===== SUPPLIED MATERIAL =====

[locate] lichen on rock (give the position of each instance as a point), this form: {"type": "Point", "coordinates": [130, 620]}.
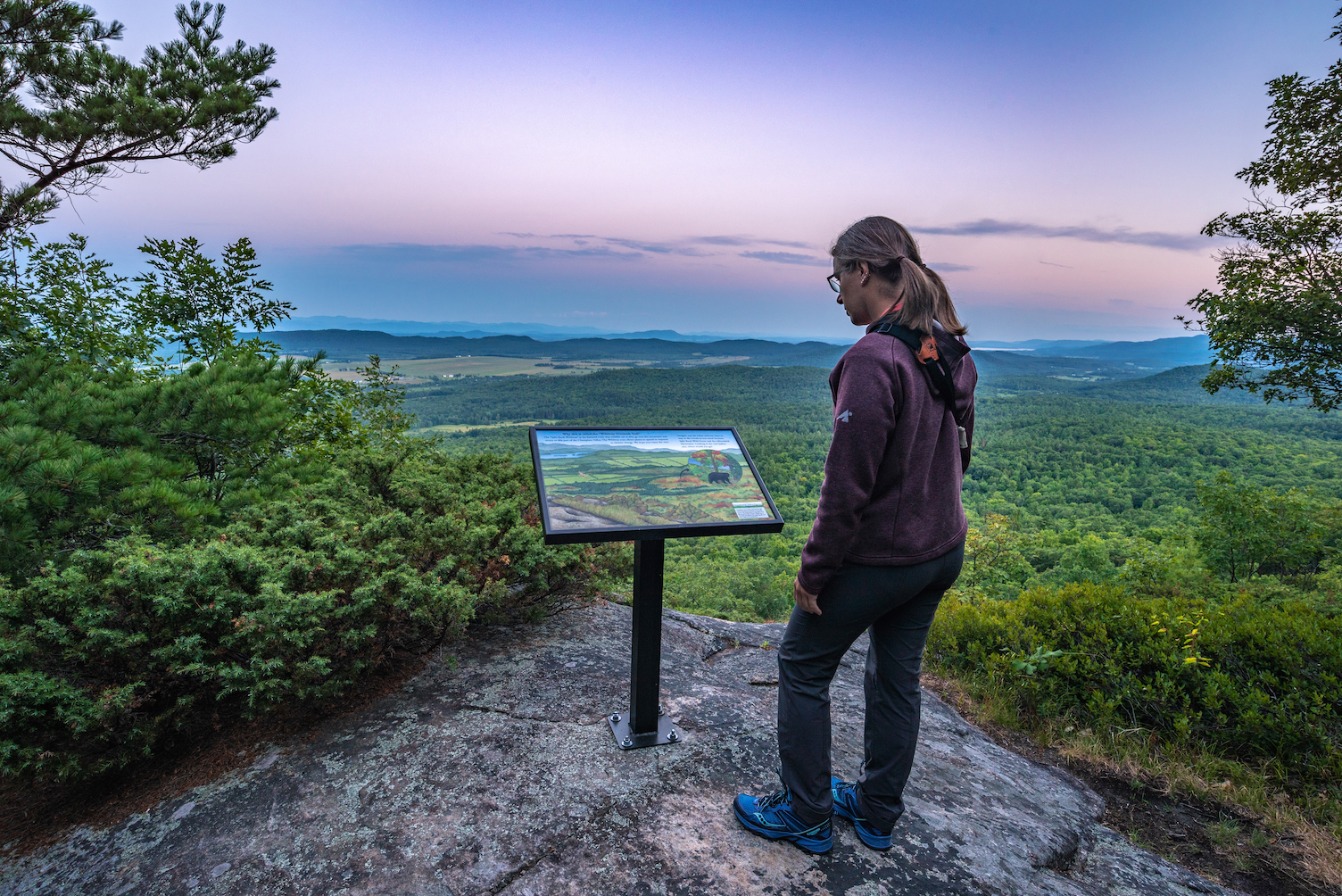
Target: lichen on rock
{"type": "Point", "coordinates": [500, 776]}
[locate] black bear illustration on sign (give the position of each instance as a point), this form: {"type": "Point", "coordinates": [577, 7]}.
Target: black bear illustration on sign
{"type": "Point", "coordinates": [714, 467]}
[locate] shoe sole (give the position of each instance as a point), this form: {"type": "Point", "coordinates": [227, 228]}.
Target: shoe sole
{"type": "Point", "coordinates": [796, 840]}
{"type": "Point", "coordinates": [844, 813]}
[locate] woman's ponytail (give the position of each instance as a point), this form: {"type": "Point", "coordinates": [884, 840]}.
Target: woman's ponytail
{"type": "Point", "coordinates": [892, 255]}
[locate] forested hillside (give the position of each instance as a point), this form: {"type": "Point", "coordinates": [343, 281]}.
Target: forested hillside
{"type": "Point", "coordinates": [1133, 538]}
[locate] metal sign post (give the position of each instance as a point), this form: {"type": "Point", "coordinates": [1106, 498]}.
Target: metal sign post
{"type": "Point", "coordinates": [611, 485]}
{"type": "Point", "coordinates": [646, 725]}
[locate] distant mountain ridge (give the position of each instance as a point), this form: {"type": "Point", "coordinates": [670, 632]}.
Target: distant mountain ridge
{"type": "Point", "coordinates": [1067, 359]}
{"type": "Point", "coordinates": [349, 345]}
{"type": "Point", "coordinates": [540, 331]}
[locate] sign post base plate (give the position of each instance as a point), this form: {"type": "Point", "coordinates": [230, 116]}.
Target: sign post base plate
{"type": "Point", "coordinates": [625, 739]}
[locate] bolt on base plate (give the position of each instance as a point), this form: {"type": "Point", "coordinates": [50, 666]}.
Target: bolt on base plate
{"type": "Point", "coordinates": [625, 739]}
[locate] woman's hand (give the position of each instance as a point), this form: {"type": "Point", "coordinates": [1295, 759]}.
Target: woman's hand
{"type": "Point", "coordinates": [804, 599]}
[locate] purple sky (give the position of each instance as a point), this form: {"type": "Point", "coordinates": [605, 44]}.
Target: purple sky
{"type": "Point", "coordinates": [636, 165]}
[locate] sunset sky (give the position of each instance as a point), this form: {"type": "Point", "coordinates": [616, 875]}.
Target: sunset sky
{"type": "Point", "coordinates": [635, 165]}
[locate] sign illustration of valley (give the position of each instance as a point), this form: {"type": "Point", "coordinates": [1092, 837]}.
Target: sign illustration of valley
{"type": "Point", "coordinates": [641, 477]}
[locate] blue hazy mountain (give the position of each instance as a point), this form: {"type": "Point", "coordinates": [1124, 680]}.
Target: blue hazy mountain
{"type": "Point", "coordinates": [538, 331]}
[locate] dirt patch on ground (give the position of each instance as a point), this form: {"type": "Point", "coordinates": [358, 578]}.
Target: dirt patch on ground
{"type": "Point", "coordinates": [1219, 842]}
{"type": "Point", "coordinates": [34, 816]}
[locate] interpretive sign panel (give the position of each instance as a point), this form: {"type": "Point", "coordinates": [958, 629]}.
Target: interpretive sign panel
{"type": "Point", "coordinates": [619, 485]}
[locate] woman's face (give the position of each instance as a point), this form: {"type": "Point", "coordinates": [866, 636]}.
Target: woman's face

=====

EXERCISE GOAL:
Give every entry again verbatim, with no pictures.

PROBLEM SOLUTION:
[locate] lichen on rock (give the position of each instance as a point), this form: {"type": "Point", "coordinates": [130, 620]}.
Target: lichen on rock
{"type": "Point", "coordinates": [500, 776]}
[locate] black bear illustration on sign (give the position of each instance as a point), this form: {"type": "Point", "coordinates": [577, 7]}.
Target: black bear illustration on sign
{"type": "Point", "coordinates": [714, 467]}
[locate] shoe sole (give the position of each instance as a point), this form: {"type": "Point", "coordinates": [227, 228]}.
Target: shoe sole
{"type": "Point", "coordinates": [796, 840]}
{"type": "Point", "coordinates": [844, 813]}
[locate] woman's ponytail (give the position of each instance as a point), this form: {"type": "Point", "coordinates": [884, 840]}.
Target: woman's ponytail
{"type": "Point", "coordinates": [892, 255]}
[locate] forested hillside (give the position of each instance as a point), this form: {"type": "Point", "coordinates": [343, 281]}.
Target: forested hillside
{"type": "Point", "coordinates": [1133, 538]}
[locate] metal sign post (give the position of each instance as a point), this form: {"type": "Point", "coordinates": [1106, 498]}.
Target: metal sign post
{"type": "Point", "coordinates": [611, 485]}
{"type": "Point", "coordinates": [646, 725]}
[locate] distant mountain ridge (give the position of each instance as a point), this form: {"type": "Point", "coordinates": [670, 632]}.
Target: distant mountain ridge
{"type": "Point", "coordinates": [1067, 359]}
{"type": "Point", "coordinates": [349, 345]}
{"type": "Point", "coordinates": [540, 331]}
[locate] sign post base plate (give the position of each instance as a point), this form: {"type": "Point", "coordinates": [230, 116]}.
Target: sign post base plate
{"type": "Point", "coordinates": [625, 739]}
[locate] bolt on base plate (give the position of each instance as a point), this form: {"type": "Point", "coordinates": [50, 666]}.
Target: bolt on base plate
{"type": "Point", "coordinates": [625, 739]}
[locate] woman's hand (give the position of each instance as a point), this form: {"type": "Point", "coordinates": [1295, 759]}.
Target: woman's hand
{"type": "Point", "coordinates": [804, 599]}
[locate] purple sky (give the position of each instance as a point), this form: {"type": "Point", "coordinates": [605, 44]}.
Target: purple sky
{"type": "Point", "coordinates": [636, 165]}
[locate] sunset sky (give the position of each instance as a point), this form: {"type": "Point", "coordinates": [616, 875]}.
Target: sunset sky
{"type": "Point", "coordinates": [635, 165]}
[locate] sign illustration of valley (give the position of each instance as a point), this form: {"type": "Point", "coordinates": [1092, 837]}.
Target: sign illustration of valley
{"type": "Point", "coordinates": [641, 477]}
[locate] blue hazy mountain (give the position of each instance as a point), this form: {"type": "Point", "coordinates": [1124, 680]}.
Target: blue hazy mountain
{"type": "Point", "coordinates": [538, 331]}
[locate] dirt patch on ground (give the position of each instance as a point), this form: {"type": "Point", "coordinates": [358, 578]}.
Target: dirt patch on ground
{"type": "Point", "coordinates": [1219, 842]}
{"type": "Point", "coordinates": [34, 816]}
[locate] interpretive sign panel (give the position of each instance as a point), this form: {"type": "Point", "coordinates": [958, 629]}.
Target: interpretive sign panel
{"type": "Point", "coordinates": [619, 485]}
[locate] woman's face (give the position of each instance as a point), this form: {"type": "Point", "coordinates": [866, 636]}.
Target: woman's face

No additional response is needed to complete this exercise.